しかして、その差異音「ト」(to)と「タ」(ta)の音は、子音(t)を共通にするとしても、母音「o」と「a」は明瞭に聴取されるものであり、その音構成は、促音を含めても3音という短い音構成であることとも相俟って、両者をそれぞれ一連に称呼するときは、語調、語感が相違し、称呼上相紛れるおそれはない。
次に、本件商標より生ずる「ジェイイーティー」の称呼と引用商標より生ずる「ジェッタ」の称呼とを比較すると、両称呼は、その構成音及び構成音数に明らかな差異を有するものであるから、両者をそれぞれ一連に称呼するときは、語調、語感が相違し、称呼上相紛れるおそれはない。
(2)外観及び観念について
本件商標と引用商標とは、別掲1及び2のとおりの構成からなるから、外観において異なるものであり、観念においても本件商標から「噴出、噴射」の観念が生ずるのに対し、引用商標からは特定の観念が生じないものであることから、両者を比較することはできず、外観及び観念においても相紛らわしい商標ということはできない。
(3)小括
以上によれば、本件商標と引用商標とは、外観、称呼及び観念のいずれにおいても相紛れるおそれのない非類似の商標である。
したがって、本件商標は、商標法第4条第1項第11号に該当しない。
4 申立人の主張について
申立人は、引用商標「Jetta」は、申立人が商品「自動車」について長年使用し、本件商標登録出願日前には、需要者間において、申立人の取扱いに係る商品を表示する商標として広く認識され周知著名となっていた旨主張し、甲第7号証ないし甲第14号証を提出している。

提供データ
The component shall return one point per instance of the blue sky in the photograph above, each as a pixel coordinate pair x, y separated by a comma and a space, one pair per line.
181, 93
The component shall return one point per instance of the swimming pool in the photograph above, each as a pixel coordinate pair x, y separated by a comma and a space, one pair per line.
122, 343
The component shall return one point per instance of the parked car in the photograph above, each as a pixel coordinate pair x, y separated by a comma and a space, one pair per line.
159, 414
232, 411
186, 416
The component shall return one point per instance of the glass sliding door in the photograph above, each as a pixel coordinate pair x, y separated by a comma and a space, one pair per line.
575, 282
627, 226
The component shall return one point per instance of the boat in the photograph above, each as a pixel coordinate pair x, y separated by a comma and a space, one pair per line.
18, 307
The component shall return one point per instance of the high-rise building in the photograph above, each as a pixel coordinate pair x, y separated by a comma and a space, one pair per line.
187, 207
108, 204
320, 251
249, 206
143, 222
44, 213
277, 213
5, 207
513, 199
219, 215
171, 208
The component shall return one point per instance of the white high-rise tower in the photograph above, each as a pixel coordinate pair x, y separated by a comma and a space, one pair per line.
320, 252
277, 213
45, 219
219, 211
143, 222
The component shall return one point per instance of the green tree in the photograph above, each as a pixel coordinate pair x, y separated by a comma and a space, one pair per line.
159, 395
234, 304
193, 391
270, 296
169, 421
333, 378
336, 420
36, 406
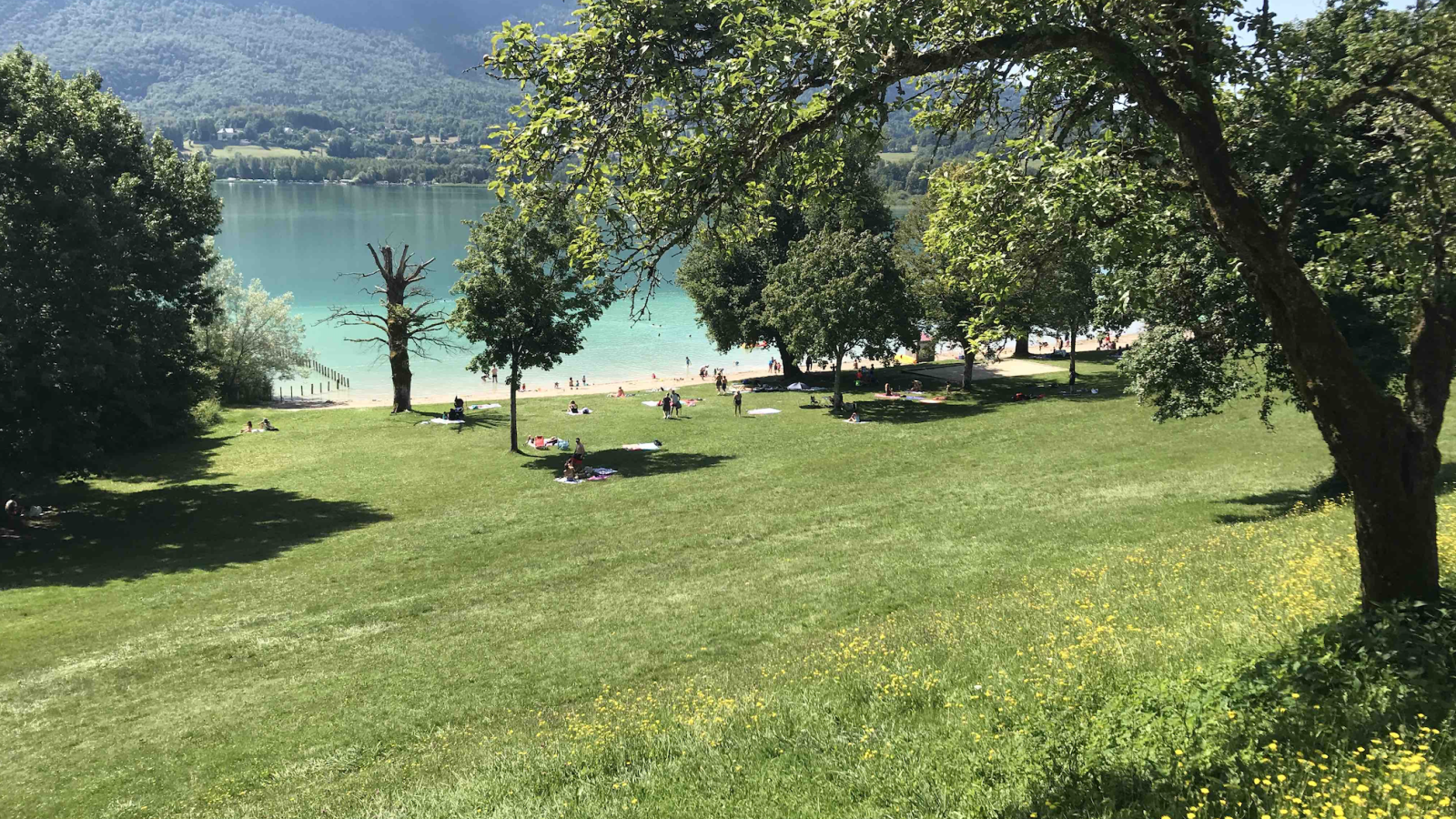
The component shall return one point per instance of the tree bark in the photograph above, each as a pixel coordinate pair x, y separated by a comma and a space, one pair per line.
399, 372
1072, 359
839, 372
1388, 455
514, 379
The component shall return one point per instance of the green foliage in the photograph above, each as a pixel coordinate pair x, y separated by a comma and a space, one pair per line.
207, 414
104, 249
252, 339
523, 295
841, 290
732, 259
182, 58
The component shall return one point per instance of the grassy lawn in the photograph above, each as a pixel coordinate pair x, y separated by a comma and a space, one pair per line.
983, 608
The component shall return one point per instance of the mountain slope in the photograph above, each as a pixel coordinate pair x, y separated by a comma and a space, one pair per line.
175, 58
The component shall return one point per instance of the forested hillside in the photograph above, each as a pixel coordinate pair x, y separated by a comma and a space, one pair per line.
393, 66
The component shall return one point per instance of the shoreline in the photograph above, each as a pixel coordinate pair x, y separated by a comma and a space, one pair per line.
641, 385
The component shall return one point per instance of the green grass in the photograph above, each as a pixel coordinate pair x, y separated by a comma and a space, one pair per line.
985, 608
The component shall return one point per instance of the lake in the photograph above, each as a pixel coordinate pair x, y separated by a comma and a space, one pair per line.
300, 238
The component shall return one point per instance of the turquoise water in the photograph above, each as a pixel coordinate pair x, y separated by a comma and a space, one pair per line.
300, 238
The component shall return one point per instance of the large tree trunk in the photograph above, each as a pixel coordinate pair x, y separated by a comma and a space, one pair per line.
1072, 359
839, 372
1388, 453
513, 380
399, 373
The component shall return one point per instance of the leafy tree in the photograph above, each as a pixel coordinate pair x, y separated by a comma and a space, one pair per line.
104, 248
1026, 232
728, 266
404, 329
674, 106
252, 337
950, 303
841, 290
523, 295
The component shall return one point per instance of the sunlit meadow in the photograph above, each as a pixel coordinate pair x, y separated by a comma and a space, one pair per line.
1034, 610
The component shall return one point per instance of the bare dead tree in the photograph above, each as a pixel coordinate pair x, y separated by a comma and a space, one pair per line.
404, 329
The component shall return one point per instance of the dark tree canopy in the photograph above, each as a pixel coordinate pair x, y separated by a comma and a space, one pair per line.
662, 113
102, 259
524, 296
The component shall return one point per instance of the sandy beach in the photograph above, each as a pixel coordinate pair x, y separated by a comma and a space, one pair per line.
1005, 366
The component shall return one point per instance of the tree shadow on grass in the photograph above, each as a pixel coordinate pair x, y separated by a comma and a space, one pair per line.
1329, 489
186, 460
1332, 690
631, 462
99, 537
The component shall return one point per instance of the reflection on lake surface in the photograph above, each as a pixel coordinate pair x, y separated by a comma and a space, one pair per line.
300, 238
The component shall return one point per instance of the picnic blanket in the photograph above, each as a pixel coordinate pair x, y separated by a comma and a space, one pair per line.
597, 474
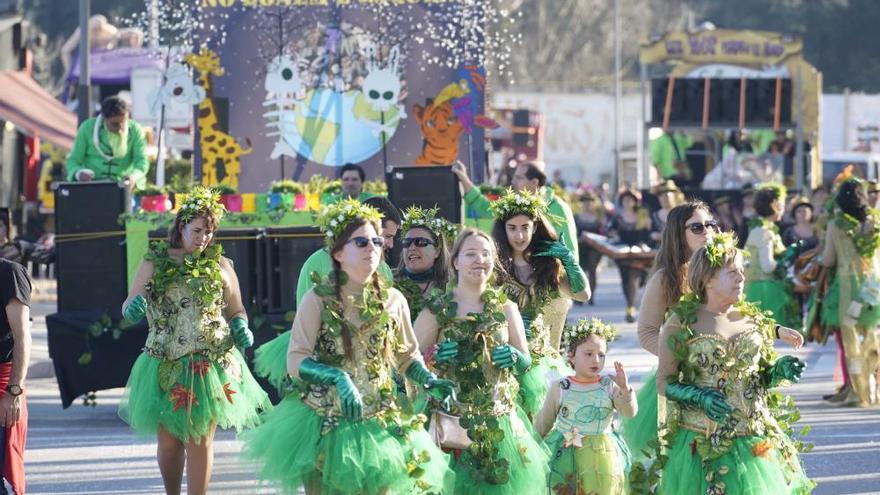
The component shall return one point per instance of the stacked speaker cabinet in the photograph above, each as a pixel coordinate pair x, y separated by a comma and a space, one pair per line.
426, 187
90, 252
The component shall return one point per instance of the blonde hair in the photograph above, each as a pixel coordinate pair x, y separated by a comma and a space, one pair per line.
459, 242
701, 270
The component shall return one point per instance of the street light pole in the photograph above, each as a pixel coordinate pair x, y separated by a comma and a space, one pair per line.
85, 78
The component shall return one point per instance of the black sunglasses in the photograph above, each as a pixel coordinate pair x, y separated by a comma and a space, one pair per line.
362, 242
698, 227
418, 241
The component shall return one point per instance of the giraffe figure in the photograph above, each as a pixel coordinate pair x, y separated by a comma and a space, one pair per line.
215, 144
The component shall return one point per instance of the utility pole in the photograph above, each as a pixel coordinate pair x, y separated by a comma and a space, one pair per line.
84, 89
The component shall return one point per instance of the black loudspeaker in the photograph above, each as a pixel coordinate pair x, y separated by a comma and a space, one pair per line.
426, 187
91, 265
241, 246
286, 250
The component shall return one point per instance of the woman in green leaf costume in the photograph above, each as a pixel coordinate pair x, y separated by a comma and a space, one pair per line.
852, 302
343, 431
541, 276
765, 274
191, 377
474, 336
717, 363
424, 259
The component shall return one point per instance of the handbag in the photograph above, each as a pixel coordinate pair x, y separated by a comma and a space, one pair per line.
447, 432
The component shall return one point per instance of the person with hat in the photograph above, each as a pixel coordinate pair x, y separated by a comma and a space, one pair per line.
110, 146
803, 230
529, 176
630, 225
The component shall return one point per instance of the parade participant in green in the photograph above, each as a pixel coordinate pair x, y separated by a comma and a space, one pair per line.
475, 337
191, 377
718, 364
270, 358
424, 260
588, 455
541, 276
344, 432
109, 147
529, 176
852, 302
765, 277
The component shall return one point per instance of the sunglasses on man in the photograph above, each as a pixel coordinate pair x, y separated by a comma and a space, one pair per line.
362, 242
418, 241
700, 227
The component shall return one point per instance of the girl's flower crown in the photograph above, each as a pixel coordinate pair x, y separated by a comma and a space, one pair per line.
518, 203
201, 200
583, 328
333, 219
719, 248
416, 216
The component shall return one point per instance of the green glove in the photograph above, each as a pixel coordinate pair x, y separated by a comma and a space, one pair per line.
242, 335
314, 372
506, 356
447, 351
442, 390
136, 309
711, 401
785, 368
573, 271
==
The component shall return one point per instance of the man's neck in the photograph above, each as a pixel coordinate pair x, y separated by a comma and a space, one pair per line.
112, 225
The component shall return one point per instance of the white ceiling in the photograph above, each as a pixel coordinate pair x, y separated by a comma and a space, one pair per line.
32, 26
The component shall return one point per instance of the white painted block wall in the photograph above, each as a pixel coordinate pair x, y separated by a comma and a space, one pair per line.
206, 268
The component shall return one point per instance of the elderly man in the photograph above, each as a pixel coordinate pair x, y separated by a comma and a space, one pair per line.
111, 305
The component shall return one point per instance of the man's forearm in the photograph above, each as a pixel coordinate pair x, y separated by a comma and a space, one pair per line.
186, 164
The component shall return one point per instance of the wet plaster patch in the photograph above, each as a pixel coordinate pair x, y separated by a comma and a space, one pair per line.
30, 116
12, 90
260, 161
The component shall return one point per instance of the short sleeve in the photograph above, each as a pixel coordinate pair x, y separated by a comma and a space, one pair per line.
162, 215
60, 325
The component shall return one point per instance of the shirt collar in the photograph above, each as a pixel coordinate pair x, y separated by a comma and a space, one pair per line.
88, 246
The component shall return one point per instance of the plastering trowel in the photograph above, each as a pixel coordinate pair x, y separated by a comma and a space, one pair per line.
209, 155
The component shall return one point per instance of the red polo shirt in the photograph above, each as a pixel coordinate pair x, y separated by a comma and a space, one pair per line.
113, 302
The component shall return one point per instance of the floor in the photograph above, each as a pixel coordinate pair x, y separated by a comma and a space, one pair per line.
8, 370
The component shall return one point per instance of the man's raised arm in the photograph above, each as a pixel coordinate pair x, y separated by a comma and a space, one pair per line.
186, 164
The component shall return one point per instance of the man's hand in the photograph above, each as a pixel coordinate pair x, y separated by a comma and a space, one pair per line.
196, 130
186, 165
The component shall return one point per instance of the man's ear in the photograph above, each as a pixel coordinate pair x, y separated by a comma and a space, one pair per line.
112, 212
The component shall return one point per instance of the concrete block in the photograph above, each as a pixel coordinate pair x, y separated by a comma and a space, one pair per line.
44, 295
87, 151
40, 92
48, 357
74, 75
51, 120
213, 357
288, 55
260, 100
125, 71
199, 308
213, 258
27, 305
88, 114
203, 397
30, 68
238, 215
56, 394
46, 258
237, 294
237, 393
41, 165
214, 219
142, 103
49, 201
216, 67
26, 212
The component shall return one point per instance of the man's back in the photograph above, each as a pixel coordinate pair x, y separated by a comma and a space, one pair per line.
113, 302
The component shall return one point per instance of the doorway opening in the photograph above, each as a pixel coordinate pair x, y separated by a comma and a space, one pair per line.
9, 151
---
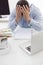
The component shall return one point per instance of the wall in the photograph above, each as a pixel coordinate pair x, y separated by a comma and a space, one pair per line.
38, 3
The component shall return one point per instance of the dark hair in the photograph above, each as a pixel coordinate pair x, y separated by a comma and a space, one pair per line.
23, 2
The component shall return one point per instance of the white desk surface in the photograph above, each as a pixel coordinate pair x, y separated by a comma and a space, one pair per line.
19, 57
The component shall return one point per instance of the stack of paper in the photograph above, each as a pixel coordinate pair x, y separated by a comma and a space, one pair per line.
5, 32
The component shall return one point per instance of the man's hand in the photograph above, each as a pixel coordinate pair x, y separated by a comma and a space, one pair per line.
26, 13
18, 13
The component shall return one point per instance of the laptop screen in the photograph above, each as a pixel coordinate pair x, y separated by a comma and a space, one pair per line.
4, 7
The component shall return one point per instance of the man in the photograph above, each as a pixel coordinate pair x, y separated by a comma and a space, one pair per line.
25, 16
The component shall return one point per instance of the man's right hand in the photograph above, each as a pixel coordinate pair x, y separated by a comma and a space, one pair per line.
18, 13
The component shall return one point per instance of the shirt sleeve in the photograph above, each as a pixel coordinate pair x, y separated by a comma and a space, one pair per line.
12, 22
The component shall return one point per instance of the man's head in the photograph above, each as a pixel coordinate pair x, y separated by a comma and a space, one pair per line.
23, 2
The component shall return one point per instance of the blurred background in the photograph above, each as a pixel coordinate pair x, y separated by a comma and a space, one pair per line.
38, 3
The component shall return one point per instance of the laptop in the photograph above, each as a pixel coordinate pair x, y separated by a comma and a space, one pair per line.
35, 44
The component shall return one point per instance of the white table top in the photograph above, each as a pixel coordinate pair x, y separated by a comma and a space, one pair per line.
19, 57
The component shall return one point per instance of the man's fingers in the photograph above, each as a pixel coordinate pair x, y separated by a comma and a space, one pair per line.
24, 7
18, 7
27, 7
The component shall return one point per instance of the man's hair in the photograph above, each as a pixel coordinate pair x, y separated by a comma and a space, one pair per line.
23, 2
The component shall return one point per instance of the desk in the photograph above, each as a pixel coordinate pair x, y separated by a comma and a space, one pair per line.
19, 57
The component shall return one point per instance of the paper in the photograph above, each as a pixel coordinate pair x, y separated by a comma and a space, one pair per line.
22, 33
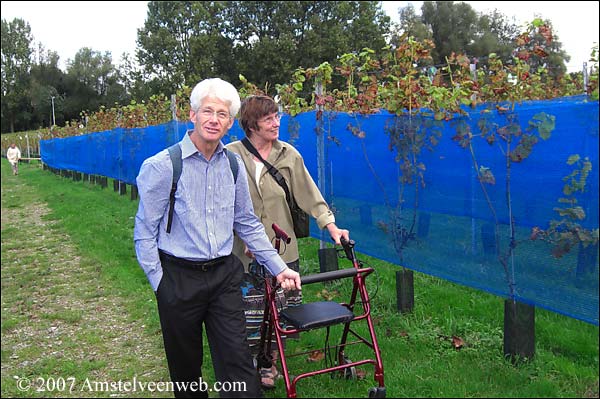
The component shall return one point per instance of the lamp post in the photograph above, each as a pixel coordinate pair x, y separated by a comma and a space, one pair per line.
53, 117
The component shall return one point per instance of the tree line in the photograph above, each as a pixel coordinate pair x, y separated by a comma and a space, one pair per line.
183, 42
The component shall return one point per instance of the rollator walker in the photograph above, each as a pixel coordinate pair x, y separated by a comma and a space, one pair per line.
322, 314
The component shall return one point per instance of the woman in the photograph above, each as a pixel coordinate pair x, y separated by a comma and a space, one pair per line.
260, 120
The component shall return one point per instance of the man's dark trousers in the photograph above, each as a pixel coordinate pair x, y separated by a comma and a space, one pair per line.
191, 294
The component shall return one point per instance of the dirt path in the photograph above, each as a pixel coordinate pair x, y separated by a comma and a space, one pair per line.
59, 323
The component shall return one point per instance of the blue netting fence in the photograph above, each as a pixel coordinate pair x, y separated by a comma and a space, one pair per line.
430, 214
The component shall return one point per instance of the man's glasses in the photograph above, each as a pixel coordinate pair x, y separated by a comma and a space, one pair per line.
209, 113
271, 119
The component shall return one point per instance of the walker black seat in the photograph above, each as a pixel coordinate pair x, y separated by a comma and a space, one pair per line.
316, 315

取り組む内容
提示文のうち、「(2)外観及び観念について」で始まり「れのない非類似の商標である。」で終わるまでの部分を、一字一句違えずに書き写してもらえますか。

練習問題の解答
(2)外観及び観念について
本件商標と引用商標とは、別掲1及び2のとおりの構成からなるから、外観において異なるものであり、観念においても本件商標から「噴出、噴射」の観念が生ずるのに対し、引用商標からは特定の観念が生じないものであることから、両者を比較することはできず、外観及び観念においても相紛らわしい商標ということはできない。
(3)小括
以上によれば、本件商標と引用商標とは、外観、称呼及び観念のいずれにおいても相紛れるおそれのない非類似の商標である。